[Written task]
Convert every line of the data below into a numbered list, skipping blank lines and leaving out the pictures.

[Input records]
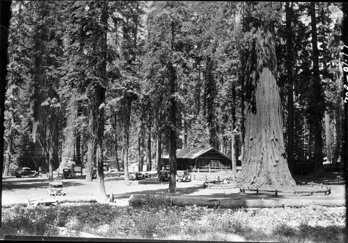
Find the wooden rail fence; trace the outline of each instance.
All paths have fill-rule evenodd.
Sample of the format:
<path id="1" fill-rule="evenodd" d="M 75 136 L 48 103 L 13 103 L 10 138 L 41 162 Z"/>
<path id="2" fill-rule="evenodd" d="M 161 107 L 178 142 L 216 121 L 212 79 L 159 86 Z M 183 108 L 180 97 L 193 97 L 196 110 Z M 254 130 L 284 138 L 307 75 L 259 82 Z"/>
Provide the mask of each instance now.
<path id="1" fill-rule="evenodd" d="M 244 188 L 244 187 L 239 187 L 240 192 L 242 193 L 246 193 L 246 192 L 256 192 L 256 194 L 258 194 L 259 193 L 264 193 L 264 192 L 268 192 L 268 193 L 272 193 L 274 194 L 276 196 L 278 196 L 278 194 L 282 194 L 282 193 L 286 193 L 286 194 L 300 194 L 300 193 L 310 193 L 311 196 L 314 195 L 315 193 L 324 193 L 325 196 L 329 195 L 331 193 L 331 188 L 327 185 L 323 185 L 322 183 L 314 183 L 313 182 L 310 183 L 310 185 L 312 187 L 313 187 L 313 190 L 301 190 L 301 191 L 287 191 L 287 190 L 263 190 L 263 189 L 259 189 L 259 188 Z M 315 190 L 314 189 L 314 185 L 319 185 L 321 187 L 321 190 Z M 326 188 L 324 188 L 326 187 Z"/>

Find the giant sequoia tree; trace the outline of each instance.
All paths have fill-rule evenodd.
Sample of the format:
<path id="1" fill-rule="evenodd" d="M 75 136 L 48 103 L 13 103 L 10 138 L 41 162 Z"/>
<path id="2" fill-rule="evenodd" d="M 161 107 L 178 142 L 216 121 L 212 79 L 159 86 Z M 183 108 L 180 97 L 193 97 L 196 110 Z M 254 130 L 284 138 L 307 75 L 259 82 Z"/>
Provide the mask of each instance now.
<path id="1" fill-rule="evenodd" d="M 295 185 L 287 167 L 272 12 L 276 4 L 250 3 L 250 52 L 246 65 L 247 101 L 245 153 L 237 182 L 242 186 Z"/>

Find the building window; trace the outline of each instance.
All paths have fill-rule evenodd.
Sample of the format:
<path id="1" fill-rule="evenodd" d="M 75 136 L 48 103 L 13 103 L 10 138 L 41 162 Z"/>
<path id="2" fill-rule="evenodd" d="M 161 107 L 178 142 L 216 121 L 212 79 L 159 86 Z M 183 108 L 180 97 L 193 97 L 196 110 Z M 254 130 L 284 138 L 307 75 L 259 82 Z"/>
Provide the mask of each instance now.
<path id="1" fill-rule="evenodd" d="M 200 169 L 207 169 L 208 162 L 207 160 L 199 160 L 198 166 Z"/>
<path id="2" fill-rule="evenodd" d="M 220 161 L 219 160 L 210 160 L 209 164 L 210 168 L 219 168 Z"/>

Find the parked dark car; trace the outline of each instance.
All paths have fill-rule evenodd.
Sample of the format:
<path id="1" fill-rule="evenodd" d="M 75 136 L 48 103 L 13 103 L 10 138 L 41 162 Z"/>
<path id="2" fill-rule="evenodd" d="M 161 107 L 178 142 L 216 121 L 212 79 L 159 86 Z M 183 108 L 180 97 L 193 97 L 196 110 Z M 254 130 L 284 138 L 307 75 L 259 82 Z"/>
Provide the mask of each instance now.
<path id="1" fill-rule="evenodd" d="M 145 175 L 139 171 L 129 174 L 129 180 L 137 181 L 145 179 Z"/>
<path id="2" fill-rule="evenodd" d="M 189 172 L 184 171 L 184 174 L 179 174 L 176 177 L 176 181 L 191 181 L 191 176 Z"/>
<path id="3" fill-rule="evenodd" d="M 63 169 L 62 179 L 75 177 L 72 169 Z"/>
<path id="4" fill-rule="evenodd" d="M 65 196 L 66 193 L 63 191 L 63 183 L 61 181 L 50 182 L 47 194 L 49 196 Z"/>
<path id="5" fill-rule="evenodd" d="M 169 171 L 168 170 L 161 170 L 159 171 L 158 175 L 158 178 L 159 181 L 168 181 L 169 180 Z"/>
<path id="6" fill-rule="evenodd" d="M 23 176 L 38 177 L 39 175 L 39 172 L 36 171 L 32 171 L 29 167 L 23 167 L 19 171 L 16 171 L 15 175 L 17 178 L 21 178 Z"/>
<path id="7" fill-rule="evenodd" d="M 92 179 L 97 178 L 97 168 L 93 168 L 92 169 Z"/>

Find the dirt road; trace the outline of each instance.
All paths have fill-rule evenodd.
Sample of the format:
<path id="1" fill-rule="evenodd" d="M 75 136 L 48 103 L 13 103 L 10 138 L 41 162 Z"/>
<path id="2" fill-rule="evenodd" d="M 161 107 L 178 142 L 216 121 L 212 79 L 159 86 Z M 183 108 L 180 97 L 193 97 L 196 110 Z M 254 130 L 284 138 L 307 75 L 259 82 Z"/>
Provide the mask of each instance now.
<path id="1" fill-rule="evenodd" d="M 72 179 L 64 179 L 56 177 L 55 180 L 63 181 L 63 190 L 67 196 L 97 196 L 99 188 L 97 182 L 86 182 L 85 176 L 77 176 Z M 106 177 L 105 189 L 106 194 L 112 193 L 116 200 L 127 200 L 132 194 L 146 193 L 168 193 L 168 182 L 160 182 L 157 175 L 152 178 L 138 181 L 137 185 L 125 185 L 122 177 Z M 16 203 L 26 203 L 28 198 L 42 197 L 47 196 L 49 181 L 47 177 L 38 178 L 15 178 L 14 176 L 4 177 L 2 182 L 2 206 L 9 206 Z M 250 195 L 239 193 L 238 188 L 228 190 L 203 189 L 203 181 L 192 181 L 191 182 L 178 182 L 177 192 L 175 196 L 188 195 L 208 196 L 219 199 L 237 197 L 241 199 L 271 199 L 270 195 Z M 333 183 L 334 184 L 334 183 Z M 337 184 L 337 183 L 336 183 Z M 310 200 L 344 200 L 345 185 L 330 185 L 331 194 L 329 196 L 301 196 L 301 199 L 308 198 Z M 294 196 L 293 196 L 294 197 Z M 282 197 L 283 199 L 290 197 Z M 299 197 L 297 199 L 300 199 Z"/>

[Final answer]
1. Find the wooden rail fence; trace the outline of each instance.
2. All paths have fill-rule evenodd.
3. Sample of the format:
4. <path id="1" fill-rule="evenodd" d="M 75 136 L 48 103 L 13 103 L 10 138 L 41 162 Z"/>
5. <path id="2" fill-rule="evenodd" d="M 161 107 L 178 142 L 216 121 L 212 79 L 159 86 Z M 183 108 L 180 97 L 193 97 L 196 110 Z M 254 130 L 284 138 L 307 75 L 259 82 Z"/>
6. Provide the mask of each instance now.
7. <path id="1" fill-rule="evenodd" d="M 244 188 L 244 187 L 239 187 L 240 192 L 242 193 L 246 193 L 246 192 L 256 192 L 256 194 L 258 194 L 259 193 L 264 193 L 264 192 L 268 192 L 268 193 L 272 193 L 274 194 L 276 196 L 278 196 L 278 194 L 282 194 L 282 193 L 286 193 L 286 194 L 300 194 L 300 193 L 310 193 L 311 196 L 314 195 L 315 193 L 324 193 L 325 196 L 329 195 L 331 193 L 331 188 L 327 185 L 323 185 L 322 183 L 314 183 L 313 182 L 310 183 L 310 185 L 312 187 L 313 187 L 313 190 L 301 190 L 301 191 L 287 191 L 287 190 L 263 190 L 263 189 L 259 189 L 259 188 Z M 315 190 L 314 189 L 314 185 L 319 185 L 321 187 L 321 190 Z M 326 188 L 324 188 L 326 187 Z"/>
8. Find the giant sequoia tree; trace the outline of each instance.
9. All paths have fill-rule evenodd.
10. Sample of the format:
11. <path id="1" fill-rule="evenodd" d="M 75 136 L 48 103 L 13 103 L 10 138 L 41 162 Z"/>
12. <path id="2" fill-rule="evenodd" d="M 161 107 L 178 142 L 216 121 L 212 79 L 159 86 Z M 183 108 L 180 97 L 193 97 L 196 110 Z M 254 130 L 284 138 L 307 75 L 259 82 Z"/>
13. Provide the mask of each instance now.
14. <path id="1" fill-rule="evenodd" d="M 295 185 L 287 167 L 272 12 L 276 4 L 250 3 L 250 52 L 246 65 L 247 101 L 245 153 L 237 182 L 242 186 Z"/>
15. Find the building window; trace the outline of each instance.
16. All paths have fill-rule evenodd.
17. Sample of the format:
18. <path id="1" fill-rule="evenodd" d="M 75 136 L 48 103 L 13 103 L 10 138 L 41 162 Z"/>
19. <path id="2" fill-rule="evenodd" d="M 161 107 L 178 142 L 216 121 L 212 79 L 159 86 Z M 183 108 L 180 97 L 193 97 L 196 110 Z M 254 130 L 284 138 L 307 75 L 259 82 Z"/>
20. Provide the mask of each instance now.
21. <path id="1" fill-rule="evenodd" d="M 200 169 L 207 169 L 208 162 L 207 160 L 199 160 L 198 166 Z"/>
22. <path id="2" fill-rule="evenodd" d="M 220 161 L 219 160 L 210 160 L 209 164 L 210 168 L 219 168 Z"/>
23. Find the parked dark car; trace the outline of each instance.
24. All paths have fill-rule evenodd.
25. Sample of the format:
26. <path id="1" fill-rule="evenodd" d="M 75 136 L 48 103 L 13 103 L 10 138 L 41 162 Z"/>
27. <path id="2" fill-rule="evenodd" d="M 161 107 L 178 142 L 216 121 L 212 79 L 159 86 Z M 183 108 L 180 97 L 193 97 L 196 110 Z M 254 130 L 284 138 L 307 75 L 259 82 Z"/>
28. Provide the mask of each instance now.
29. <path id="1" fill-rule="evenodd" d="M 145 175 L 139 171 L 129 174 L 129 180 L 137 181 L 145 179 Z"/>
30. <path id="2" fill-rule="evenodd" d="M 189 172 L 184 171 L 184 174 L 179 174 L 176 177 L 176 181 L 191 181 L 191 176 Z"/>
31. <path id="3" fill-rule="evenodd" d="M 63 169 L 62 179 L 75 177 L 72 169 Z"/>
32. <path id="4" fill-rule="evenodd" d="M 65 196 L 66 193 L 63 191 L 63 183 L 61 181 L 50 182 L 47 194 L 49 196 Z"/>
33. <path id="5" fill-rule="evenodd" d="M 169 171 L 168 170 L 161 170 L 159 171 L 158 175 L 158 178 L 159 181 L 168 181 L 169 180 Z"/>
34. <path id="6" fill-rule="evenodd" d="M 23 176 L 38 177 L 39 175 L 39 172 L 36 171 L 32 171 L 29 167 L 23 167 L 19 171 L 16 171 L 15 175 L 17 178 L 21 178 Z"/>
35. <path id="7" fill-rule="evenodd" d="M 92 179 L 97 178 L 97 168 L 93 168 L 92 169 Z"/>
36. Find the dirt road; trace the outline of each instance.
37. All paths have fill-rule evenodd.
38. Sample of the format:
39. <path id="1" fill-rule="evenodd" d="M 75 136 L 48 103 L 13 103 L 10 138 L 41 162 Z"/>
40. <path id="2" fill-rule="evenodd" d="M 161 107 L 178 142 L 216 121 L 212 79 L 159 86 Z M 183 108 L 180 97 L 193 97 L 196 110 Z M 254 130 L 284 138 L 307 75 L 259 82 Z"/>
41. Provide the mask of each instance now.
42. <path id="1" fill-rule="evenodd" d="M 72 179 L 64 179 L 56 177 L 55 180 L 63 181 L 63 190 L 67 196 L 97 196 L 99 188 L 97 182 L 86 182 L 85 176 L 77 176 Z M 106 177 L 105 189 L 106 194 L 112 193 L 116 200 L 127 200 L 132 194 L 146 193 L 168 193 L 168 182 L 160 182 L 157 175 L 152 178 L 138 181 L 137 185 L 125 185 L 122 177 Z M 16 203 L 26 203 L 28 198 L 42 197 L 47 196 L 49 181 L 47 177 L 38 178 L 15 178 L 14 176 L 4 177 L 2 182 L 2 206 L 9 206 Z M 250 195 L 239 193 L 238 188 L 228 190 L 203 189 L 203 181 L 192 181 L 191 182 L 178 182 L 177 192 L 175 196 L 188 195 L 208 196 L 219 199 L 237 197 L 241 199 L 271 199 L 270 195 Z M 333 183 L 334 184 L 334 183 Z M 337 184 L 337 183 L 336 183 Z M 310 200 L 344 200 L 345 185 L 330 185 L 331 194 L 329 196 L 301 196 L 301 199 L 308 198 Z M 294 196 L 293 196 L 294 197 Z M 282 197 L 283 199 L 290 197 Z M 299 197 L 297 199 L 300 199 Z"/>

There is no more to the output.